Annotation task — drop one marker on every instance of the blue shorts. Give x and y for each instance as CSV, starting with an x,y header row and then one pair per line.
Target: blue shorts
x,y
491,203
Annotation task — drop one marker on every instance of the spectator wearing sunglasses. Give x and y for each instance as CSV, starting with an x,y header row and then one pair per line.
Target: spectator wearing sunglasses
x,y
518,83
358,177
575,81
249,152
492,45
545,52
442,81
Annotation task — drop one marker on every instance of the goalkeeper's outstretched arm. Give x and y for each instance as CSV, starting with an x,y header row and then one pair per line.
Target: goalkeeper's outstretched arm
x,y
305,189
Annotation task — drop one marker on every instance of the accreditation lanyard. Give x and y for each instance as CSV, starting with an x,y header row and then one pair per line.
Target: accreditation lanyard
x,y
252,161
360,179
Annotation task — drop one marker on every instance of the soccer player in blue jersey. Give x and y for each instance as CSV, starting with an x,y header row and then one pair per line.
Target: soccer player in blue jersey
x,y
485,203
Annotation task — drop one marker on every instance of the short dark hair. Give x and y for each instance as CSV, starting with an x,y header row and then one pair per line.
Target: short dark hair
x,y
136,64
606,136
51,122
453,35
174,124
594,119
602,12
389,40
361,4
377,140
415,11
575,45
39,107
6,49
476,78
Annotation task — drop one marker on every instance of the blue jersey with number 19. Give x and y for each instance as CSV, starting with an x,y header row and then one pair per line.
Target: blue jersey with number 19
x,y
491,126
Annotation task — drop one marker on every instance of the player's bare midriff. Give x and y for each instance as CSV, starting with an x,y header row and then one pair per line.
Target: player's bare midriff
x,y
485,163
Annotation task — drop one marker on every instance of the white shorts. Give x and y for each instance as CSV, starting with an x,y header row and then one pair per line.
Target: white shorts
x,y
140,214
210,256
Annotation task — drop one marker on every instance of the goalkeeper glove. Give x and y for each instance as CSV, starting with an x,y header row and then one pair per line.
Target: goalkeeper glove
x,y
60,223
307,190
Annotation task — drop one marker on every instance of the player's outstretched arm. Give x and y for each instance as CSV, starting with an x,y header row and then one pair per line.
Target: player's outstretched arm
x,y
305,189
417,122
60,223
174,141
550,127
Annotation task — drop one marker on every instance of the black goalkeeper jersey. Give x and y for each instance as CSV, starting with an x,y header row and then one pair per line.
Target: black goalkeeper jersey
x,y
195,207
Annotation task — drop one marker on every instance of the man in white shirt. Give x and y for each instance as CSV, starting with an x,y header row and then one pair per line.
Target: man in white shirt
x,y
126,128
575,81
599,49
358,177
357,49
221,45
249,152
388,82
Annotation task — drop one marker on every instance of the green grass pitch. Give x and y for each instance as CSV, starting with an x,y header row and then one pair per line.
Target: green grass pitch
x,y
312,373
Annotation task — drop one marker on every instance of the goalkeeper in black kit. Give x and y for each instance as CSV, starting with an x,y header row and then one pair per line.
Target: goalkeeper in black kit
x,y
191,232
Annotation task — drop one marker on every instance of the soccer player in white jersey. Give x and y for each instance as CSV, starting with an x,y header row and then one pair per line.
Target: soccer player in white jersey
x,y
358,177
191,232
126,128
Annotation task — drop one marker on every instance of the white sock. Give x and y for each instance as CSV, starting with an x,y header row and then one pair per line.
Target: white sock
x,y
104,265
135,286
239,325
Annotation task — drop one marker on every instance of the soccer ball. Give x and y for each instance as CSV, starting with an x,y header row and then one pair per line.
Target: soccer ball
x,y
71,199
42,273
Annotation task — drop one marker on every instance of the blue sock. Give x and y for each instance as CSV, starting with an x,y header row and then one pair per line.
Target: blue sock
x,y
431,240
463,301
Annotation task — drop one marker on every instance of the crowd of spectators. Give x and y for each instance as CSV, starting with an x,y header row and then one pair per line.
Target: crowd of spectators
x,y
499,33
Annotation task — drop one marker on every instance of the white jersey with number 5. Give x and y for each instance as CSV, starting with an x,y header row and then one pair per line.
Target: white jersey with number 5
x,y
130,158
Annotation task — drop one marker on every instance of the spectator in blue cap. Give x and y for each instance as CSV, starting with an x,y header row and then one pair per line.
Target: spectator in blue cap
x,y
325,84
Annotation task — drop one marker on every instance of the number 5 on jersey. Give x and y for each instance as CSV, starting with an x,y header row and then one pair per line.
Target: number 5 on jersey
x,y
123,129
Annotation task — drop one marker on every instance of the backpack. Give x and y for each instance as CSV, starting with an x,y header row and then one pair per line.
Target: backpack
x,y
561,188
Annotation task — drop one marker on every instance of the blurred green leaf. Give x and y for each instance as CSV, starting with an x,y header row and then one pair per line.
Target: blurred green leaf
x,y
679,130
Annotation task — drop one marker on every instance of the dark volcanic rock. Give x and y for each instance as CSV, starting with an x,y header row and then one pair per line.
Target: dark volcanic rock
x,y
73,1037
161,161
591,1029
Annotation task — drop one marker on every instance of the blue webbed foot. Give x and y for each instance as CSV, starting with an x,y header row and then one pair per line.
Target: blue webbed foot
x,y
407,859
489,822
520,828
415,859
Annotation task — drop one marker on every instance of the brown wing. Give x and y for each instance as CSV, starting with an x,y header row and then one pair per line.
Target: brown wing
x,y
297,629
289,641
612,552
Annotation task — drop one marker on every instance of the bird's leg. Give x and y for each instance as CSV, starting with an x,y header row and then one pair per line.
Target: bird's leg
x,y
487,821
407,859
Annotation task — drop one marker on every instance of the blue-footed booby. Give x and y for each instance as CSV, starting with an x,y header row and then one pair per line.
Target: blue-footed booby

────────────────────

▸ **Aim of the exercise**: Rewrite the listing from the line containing "of the brown" through the end, changing "brown wing" to "tan wing" and leaving everything else as it is.

▸ **Answer to the exercise**:
Annotation task — drop one marker on every instance of the tan wing. Give x and y for each instance as CSV, starting with an x,y header row and then one pair per line.
Target: tan wing
x,y
297,629
289,641
612,552
Annotation task — drop one marker on every instance of the bird's leg. Give x and y for each instance as CSV, starting with an x,y header row and then one pair per line.
Target: bird's leg
x,y
487,821
407,859
Annotation task — drop one marker on every instance of the blue-footed booby. Give x and y for each instance as CSV, starting with an x,y header row and then one pair per line.
Target: blue-footed booby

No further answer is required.